**Given records**
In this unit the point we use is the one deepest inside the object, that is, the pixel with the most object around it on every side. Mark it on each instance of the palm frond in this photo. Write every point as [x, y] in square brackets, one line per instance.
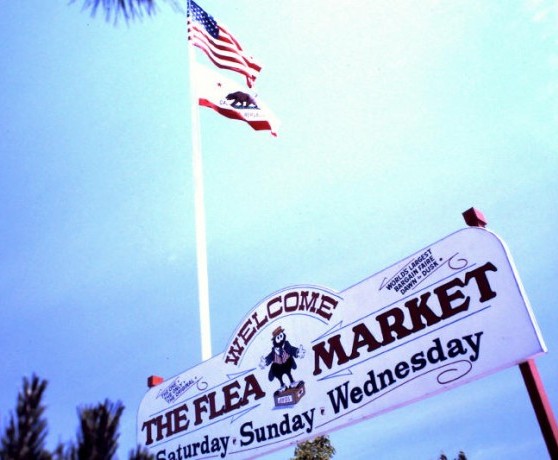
[127, 9]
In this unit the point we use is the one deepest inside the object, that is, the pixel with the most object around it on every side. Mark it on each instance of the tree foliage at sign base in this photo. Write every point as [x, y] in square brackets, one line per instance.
[319, 448]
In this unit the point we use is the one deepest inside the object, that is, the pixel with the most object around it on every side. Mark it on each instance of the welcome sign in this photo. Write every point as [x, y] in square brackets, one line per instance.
[307, 360]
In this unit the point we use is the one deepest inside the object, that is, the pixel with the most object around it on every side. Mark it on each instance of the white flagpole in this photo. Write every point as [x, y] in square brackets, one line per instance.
[201, 245]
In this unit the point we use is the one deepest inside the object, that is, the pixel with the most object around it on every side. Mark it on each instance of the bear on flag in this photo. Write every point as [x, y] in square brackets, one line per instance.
[231, 99]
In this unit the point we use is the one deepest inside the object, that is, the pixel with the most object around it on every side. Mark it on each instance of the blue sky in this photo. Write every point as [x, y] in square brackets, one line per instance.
[396, 116]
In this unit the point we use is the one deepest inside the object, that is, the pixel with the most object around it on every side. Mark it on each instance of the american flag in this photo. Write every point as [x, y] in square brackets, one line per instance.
[218, 44]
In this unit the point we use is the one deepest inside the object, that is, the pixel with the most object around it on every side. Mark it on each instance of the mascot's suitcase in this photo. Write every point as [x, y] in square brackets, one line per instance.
[290, 396]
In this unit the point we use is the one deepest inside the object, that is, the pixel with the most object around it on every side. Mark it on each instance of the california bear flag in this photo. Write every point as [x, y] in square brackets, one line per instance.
[231, 99]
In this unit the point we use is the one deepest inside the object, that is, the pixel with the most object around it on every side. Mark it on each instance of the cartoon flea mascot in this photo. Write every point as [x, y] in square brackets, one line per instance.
[282, 359]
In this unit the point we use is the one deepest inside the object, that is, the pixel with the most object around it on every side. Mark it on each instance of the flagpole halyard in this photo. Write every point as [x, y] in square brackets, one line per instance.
[199, 209]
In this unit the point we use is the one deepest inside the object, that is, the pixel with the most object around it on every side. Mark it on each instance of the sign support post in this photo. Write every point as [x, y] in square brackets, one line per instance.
[533, 382]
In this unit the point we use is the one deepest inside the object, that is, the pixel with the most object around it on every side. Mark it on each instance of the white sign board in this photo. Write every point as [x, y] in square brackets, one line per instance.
[307, 360]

**What you have to do**
Scale the part of the listing that opens with the line containing "of the california" and closes at the end of the listing. Give every line of it again, including the requests, with each answer coordinate multiplied by 1.4 and rounded to a whole number (halves round up).

**Exercise solution**
In this unit the point we use is the one deepest inside the object, that is, the pixel with the most object around it on every side. Mark it on each instance of the california bear flag in this photo. Write every point as [x, y] in square brackets, one line per instance.
[323, 139]
In this unit the point we use is the one deepest inside the object, that is, the pixel with the most object around it on every side. Mark it on each instance of the cartoon flea mascot in this photo. Write every point as [x, y] in square brackets, one line per instance.
[395, 503]
In this unit the point we use is the one deepest inside the object, that is, the pixel with the most object around it on every side. Mark it on each instance of the flagpole halyard in this photo. Write every point as [x, y] in square brackets, one line per instance.
[279, 293]
In this unit the point we use is the one deepest inside the object, that is, the pixel with the most object around it on every side. Mark it on each instance of the sign support post in this photo. Write every point as [x, y] in square brackets, one line per instance.
[746, 535]
In this unit the point we use is the one deepest inside the object, that is, the pixel with the most object around it on every side. Mark it on each instance of the white sign board in this photo. Write every point as [x, y] in square brackets, one line per instance.
[430, 504]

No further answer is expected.